-------- SOURCE DATA --------

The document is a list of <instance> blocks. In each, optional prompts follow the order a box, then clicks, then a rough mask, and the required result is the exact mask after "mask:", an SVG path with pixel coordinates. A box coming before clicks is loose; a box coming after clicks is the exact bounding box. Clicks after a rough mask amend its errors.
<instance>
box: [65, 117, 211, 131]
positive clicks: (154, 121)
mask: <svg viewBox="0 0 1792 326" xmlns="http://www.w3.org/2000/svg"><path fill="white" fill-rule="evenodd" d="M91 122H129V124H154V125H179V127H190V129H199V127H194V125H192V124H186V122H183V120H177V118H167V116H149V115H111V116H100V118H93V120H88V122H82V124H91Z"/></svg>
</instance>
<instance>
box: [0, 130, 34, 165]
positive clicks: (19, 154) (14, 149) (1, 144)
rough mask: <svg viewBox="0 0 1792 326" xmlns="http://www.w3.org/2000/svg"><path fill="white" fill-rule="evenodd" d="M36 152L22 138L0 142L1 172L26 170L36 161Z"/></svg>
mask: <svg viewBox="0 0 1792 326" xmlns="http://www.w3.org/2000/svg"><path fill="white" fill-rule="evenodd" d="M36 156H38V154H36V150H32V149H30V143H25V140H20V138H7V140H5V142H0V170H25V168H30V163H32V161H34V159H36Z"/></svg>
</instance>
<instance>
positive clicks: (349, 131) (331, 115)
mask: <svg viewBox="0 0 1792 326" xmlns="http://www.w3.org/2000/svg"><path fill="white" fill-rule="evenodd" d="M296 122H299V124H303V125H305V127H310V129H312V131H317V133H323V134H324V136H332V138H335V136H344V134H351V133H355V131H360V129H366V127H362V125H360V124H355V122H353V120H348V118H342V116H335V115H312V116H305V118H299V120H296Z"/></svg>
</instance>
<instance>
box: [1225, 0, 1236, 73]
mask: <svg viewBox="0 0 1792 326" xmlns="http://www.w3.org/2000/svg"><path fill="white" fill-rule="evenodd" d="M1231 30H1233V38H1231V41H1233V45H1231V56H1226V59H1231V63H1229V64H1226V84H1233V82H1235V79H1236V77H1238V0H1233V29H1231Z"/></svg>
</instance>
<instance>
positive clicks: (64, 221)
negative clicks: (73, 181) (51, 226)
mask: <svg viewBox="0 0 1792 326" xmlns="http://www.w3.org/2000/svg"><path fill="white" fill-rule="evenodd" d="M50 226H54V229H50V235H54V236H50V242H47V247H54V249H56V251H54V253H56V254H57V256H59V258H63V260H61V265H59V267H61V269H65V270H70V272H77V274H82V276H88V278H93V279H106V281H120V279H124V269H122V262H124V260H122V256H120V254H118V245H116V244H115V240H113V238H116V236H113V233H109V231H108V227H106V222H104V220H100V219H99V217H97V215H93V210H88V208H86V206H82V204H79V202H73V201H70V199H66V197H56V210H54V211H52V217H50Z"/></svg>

--------

REQUIREMENT: The full listing above needs to be transcribed exactly.

OUTPUT FOR THIS TASK:
The document is a list of <instance> blocks. In each, optional prompts follow the order a box, then clicks, then a rough mask, and the required result is the exact mask after "mask:", an SVG path with pixel coordinates. A box coming before clicks is loose; a box coming after clicks is the exact bounding box. Clicks after a rough mask amend its errors.
<instance>
box: [65, 117, 211, 131]
positive clicks: (154, 121)
mask: <svg viewBox="0 0 1792 326" xmlns="http://www.w3.org/2000/svg"><path fill="white" fill-rule="evenodd" d="M91 122H129V124H154V125H179V127H190V129H199V127H194V125H192V124H186V122H183V120H177V118H167V116H149V115H111V116H100V118H93V120H88V122H82V124H91Z"/></svg>
</instance>
<instance>
box: [0, 130, 34, 165]
positive clicks: (19, 154) (14, 149) (1, 144)
rough mask: <svg viewBox="0 0 1792 326" xmlns="http://www.w3.org/2000/svg"><path fill="white" fill-rule="evenodd" d="M36 152L22 138L0 142L1 172L26 170L36 161Z"/></svg>
mask: <svg viewBox="0 0 1792 326" xmlns="http://www.w3.org/2000/svg"><path fill="white" fill-rule="evenodd" d="M36 156H38V154H36V150H32V149H30V143H25V140H20V138H7V140H5V142H0V170H25V168H30V163H32V161H34V159H36Z"/></svg>
</instance>
<instance>
positive clicks: (349, 131) (331, 115)
mask: <svg viewBox="0 0 1792 326" xmlns="http://www.w3.org/2000/svg"><path fill="white" fill-rule="evenodd" d="M296 122H299V124H303V125H305V127H310V129H312V131H317V133H323V134H324V136H332V138H335V136H344V134H351V133H355V131H360V129H366V127H362V125H360V124H355V122H353V120H348V118H342V116H335V115H312V116H305V118H299V120H296Z"/></svg>
</instance>
<instance>
box: [1225, 0, 1236, 73]
mask: <svg viewBox="0 0 1792 326" xmlns="http://www.w3.org/2000/svg"><path fill="white" fill-rule="evenodd" d="M1231 30H1233V38H1231V41H1233V45H1231V56H1226V59H1231V63H1229V64H1226V84H1233V82H1235V79H1236V77H1238V0H1233V29H1231Z"/></svg>
</instance>
<instance>
positive clicks: (64, 221)
negative clicks: (73, 181) (51, 226)
mask: <svg viewBox="0 0 1792 326" xmlns="http://www.w3.org/2000/svg"><path fill="white" fill-rule="evenodd" d="M50 226H54V229H50V235H54V236H50V242H47V247H54V249H56V251H54V253H56V254H57V256H59V258H63V260H61V265H59V267H61V269H65V270H70V272H77V274H82V276H88V278H93V279H106V281H120V279H124V269H122V262H124V260H122V256H120V254H118V245H116V244H115V240H113V238H116V236H113V233H109V231H108V227H106V222H104V220H100V219H99V217H97V215H93V210H88V208H86V206H82V204H79V202H73V201H70V199H66V197H56V210H54V211H52V217H50Z"/></svg>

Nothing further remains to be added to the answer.